• **Exercise description**:
Locate each line in the entries below that contains the string "brown", matching case exactly, and copy every such line.

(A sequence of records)
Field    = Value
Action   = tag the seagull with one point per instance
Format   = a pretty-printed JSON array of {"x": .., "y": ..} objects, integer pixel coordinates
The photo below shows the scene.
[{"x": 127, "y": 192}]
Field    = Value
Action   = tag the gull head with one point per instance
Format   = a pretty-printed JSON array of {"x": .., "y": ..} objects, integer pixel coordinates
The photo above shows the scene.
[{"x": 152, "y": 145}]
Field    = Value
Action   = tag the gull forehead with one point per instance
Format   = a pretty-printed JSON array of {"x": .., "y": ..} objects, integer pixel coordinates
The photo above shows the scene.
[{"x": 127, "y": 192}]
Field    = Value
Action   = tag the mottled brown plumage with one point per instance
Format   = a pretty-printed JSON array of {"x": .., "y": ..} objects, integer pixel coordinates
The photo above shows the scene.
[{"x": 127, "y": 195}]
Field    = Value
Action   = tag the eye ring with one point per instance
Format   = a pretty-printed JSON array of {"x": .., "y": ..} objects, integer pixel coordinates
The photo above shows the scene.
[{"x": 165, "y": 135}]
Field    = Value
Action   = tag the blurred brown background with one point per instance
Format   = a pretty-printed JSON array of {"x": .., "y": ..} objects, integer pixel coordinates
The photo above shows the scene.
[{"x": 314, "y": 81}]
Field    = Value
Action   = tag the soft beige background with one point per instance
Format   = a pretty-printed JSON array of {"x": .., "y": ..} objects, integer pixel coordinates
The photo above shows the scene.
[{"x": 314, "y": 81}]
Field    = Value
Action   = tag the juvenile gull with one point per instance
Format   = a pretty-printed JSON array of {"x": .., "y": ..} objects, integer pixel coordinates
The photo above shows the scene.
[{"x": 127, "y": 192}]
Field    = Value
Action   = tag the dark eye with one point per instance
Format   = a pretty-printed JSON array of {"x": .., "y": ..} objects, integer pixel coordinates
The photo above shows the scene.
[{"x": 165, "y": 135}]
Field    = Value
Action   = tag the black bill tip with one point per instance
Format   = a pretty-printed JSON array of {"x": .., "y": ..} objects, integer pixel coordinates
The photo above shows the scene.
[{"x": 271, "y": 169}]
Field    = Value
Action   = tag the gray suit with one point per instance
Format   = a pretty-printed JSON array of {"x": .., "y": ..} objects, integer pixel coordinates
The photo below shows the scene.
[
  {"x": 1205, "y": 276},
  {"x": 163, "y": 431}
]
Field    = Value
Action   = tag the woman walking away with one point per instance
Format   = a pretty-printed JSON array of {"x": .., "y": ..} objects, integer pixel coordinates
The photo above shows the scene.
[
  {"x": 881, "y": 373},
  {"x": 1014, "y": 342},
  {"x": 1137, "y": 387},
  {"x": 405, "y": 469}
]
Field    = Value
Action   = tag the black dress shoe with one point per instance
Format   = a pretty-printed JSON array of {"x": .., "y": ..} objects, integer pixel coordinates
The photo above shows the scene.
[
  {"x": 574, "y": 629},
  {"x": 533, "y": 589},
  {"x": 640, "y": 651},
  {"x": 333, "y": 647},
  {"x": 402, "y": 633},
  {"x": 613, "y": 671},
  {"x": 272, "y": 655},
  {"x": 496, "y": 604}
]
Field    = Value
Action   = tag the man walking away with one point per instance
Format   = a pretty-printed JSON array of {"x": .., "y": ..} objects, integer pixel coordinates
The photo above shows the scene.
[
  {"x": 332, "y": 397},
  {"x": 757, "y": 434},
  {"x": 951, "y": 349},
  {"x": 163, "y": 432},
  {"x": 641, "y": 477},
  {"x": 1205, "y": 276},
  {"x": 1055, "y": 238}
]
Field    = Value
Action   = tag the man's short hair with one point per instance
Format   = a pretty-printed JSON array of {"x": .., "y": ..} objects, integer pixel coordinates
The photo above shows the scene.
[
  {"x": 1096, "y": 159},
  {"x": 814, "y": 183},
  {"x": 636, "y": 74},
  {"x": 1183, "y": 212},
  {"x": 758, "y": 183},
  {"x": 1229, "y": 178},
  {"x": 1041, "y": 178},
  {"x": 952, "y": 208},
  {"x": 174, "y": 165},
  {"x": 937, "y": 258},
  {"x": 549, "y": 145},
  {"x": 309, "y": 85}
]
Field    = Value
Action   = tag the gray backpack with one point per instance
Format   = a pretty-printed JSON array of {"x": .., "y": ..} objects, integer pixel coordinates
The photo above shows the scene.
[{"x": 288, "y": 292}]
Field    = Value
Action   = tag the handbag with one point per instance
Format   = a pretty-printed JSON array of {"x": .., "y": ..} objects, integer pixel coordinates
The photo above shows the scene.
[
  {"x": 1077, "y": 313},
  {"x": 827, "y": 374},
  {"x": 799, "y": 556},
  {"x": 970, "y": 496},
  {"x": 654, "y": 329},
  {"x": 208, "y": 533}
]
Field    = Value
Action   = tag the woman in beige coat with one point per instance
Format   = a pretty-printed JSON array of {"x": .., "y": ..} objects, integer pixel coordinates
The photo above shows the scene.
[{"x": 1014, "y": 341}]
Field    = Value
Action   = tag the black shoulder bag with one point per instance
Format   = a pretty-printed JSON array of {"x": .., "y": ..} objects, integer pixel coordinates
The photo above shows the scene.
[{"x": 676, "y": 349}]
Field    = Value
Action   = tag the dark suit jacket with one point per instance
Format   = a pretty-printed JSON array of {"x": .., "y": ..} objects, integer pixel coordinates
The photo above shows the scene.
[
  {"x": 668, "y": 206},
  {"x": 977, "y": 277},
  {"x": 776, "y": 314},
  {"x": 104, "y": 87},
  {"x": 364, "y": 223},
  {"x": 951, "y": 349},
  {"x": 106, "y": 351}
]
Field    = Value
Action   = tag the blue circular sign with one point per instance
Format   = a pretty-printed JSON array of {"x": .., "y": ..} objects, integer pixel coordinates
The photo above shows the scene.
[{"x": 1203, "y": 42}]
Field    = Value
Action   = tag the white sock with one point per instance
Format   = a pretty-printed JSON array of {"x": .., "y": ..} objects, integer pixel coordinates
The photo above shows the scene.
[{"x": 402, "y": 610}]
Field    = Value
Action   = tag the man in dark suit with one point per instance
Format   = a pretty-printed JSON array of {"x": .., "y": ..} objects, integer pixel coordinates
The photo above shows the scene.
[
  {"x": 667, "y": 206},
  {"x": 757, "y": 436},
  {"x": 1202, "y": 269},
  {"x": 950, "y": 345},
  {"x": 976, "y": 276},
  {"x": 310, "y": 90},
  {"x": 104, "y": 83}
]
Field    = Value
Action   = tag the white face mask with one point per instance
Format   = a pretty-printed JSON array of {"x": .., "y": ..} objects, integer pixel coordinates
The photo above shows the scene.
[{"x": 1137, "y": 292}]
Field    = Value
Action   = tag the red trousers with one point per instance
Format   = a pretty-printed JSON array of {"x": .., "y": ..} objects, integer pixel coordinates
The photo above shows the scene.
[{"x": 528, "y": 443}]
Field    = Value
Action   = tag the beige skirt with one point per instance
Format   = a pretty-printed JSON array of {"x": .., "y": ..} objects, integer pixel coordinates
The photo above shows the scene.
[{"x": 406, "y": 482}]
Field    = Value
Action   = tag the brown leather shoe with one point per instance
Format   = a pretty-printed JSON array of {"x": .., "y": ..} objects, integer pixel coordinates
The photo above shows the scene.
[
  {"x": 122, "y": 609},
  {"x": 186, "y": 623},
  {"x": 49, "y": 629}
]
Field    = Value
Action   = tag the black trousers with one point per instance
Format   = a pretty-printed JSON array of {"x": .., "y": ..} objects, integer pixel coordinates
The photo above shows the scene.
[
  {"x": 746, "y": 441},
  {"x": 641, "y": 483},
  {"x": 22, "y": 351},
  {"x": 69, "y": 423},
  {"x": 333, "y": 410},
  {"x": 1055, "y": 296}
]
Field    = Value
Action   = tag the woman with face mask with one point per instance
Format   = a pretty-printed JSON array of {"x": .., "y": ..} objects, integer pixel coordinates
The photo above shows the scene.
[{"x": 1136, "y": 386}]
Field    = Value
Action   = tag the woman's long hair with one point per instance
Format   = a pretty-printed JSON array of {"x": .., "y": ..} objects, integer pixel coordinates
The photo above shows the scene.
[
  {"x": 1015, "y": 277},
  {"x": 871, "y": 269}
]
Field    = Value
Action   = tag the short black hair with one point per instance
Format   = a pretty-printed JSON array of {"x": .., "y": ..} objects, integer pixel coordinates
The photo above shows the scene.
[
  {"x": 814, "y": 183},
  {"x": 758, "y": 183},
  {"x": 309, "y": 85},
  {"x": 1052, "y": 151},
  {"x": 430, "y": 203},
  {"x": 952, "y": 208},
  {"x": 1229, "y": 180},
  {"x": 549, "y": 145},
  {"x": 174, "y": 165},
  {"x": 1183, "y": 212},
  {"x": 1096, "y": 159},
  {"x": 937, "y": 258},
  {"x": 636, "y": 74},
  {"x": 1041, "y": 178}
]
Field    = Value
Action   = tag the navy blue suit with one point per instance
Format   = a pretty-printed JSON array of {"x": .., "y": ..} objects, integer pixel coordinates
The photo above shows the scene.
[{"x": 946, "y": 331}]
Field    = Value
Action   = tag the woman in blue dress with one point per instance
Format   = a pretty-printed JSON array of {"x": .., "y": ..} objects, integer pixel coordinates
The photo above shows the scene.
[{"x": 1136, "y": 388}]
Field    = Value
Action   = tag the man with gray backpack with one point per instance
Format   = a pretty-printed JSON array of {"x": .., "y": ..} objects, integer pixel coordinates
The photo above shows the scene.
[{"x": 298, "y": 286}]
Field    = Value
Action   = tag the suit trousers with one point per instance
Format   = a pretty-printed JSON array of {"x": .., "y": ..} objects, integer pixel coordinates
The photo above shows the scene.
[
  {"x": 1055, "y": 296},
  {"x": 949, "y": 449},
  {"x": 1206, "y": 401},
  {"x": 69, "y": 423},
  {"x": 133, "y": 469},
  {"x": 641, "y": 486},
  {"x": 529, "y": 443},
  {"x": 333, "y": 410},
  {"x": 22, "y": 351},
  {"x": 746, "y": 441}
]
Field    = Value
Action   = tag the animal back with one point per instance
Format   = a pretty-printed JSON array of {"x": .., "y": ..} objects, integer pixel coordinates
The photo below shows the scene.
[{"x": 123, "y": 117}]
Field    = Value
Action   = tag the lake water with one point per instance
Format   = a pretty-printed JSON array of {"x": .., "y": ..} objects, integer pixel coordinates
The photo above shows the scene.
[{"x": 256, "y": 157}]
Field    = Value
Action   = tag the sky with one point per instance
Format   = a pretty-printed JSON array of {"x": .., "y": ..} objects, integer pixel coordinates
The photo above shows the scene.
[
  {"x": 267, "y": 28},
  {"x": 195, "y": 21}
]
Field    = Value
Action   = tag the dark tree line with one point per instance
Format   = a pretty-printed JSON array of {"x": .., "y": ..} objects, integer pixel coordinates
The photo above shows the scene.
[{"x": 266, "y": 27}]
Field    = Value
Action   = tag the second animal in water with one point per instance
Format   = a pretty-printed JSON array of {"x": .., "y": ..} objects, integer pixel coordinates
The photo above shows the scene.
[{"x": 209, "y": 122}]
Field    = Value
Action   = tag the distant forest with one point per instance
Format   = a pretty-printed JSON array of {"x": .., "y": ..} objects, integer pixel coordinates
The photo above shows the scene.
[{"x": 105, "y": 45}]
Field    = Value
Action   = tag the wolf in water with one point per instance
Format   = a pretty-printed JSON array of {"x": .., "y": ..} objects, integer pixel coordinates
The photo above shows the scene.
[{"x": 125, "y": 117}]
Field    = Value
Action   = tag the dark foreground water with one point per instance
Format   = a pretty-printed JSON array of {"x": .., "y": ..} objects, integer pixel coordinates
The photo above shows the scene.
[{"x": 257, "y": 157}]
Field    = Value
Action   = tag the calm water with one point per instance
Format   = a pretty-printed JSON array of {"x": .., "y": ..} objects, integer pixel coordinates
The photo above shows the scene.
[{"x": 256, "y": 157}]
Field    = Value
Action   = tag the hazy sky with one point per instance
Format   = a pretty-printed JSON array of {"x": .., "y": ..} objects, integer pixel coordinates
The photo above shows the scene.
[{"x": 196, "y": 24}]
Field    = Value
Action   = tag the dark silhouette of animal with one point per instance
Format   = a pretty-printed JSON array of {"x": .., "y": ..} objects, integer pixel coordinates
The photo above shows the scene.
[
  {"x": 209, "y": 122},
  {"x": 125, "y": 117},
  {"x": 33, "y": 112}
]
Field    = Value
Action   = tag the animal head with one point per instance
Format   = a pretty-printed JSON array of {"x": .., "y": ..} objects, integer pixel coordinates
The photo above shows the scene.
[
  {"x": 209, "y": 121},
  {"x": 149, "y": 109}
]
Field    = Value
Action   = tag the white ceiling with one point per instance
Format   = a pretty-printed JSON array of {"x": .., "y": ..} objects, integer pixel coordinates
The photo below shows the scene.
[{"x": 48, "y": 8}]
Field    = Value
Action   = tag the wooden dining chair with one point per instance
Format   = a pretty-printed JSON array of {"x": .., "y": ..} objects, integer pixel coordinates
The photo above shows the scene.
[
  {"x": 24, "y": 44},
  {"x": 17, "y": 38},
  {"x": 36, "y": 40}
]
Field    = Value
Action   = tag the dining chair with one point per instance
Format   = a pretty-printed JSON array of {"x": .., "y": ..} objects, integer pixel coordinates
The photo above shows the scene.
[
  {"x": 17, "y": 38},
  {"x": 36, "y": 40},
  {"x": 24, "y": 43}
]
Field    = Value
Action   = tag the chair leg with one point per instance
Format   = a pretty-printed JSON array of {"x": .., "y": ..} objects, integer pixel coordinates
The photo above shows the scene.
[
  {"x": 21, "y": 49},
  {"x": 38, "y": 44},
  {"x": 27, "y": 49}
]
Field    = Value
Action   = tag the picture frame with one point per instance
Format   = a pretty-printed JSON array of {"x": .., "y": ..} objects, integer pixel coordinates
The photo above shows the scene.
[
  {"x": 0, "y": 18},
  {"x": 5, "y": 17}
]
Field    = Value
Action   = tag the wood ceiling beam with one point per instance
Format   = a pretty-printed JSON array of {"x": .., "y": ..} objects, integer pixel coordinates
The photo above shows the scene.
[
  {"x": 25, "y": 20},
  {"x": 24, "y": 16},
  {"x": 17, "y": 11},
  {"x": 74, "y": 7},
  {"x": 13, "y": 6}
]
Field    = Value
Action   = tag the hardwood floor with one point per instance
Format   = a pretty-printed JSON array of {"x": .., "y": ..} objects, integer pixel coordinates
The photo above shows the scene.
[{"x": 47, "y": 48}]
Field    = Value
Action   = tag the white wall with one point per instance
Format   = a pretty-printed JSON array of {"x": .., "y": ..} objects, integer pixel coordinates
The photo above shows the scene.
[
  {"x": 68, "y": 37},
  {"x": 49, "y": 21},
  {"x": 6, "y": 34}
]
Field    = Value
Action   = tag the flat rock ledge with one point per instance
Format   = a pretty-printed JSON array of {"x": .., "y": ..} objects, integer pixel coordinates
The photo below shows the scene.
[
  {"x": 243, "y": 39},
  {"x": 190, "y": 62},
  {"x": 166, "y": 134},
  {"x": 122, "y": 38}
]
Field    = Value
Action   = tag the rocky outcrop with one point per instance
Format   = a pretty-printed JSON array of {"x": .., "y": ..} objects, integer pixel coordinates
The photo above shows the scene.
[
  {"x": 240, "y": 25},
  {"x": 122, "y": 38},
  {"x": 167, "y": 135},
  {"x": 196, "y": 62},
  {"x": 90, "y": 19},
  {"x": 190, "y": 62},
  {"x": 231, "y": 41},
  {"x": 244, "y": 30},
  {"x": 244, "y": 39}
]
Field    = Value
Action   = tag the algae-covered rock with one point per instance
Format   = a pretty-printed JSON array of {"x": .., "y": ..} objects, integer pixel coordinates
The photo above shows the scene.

• **Answer to the exercise**:
Action   = tag the mottled brown plumage with one point per instance
Action   = tag the blurred brown background with one point per instance
Action   = tag the brown leather shoe with one point per instance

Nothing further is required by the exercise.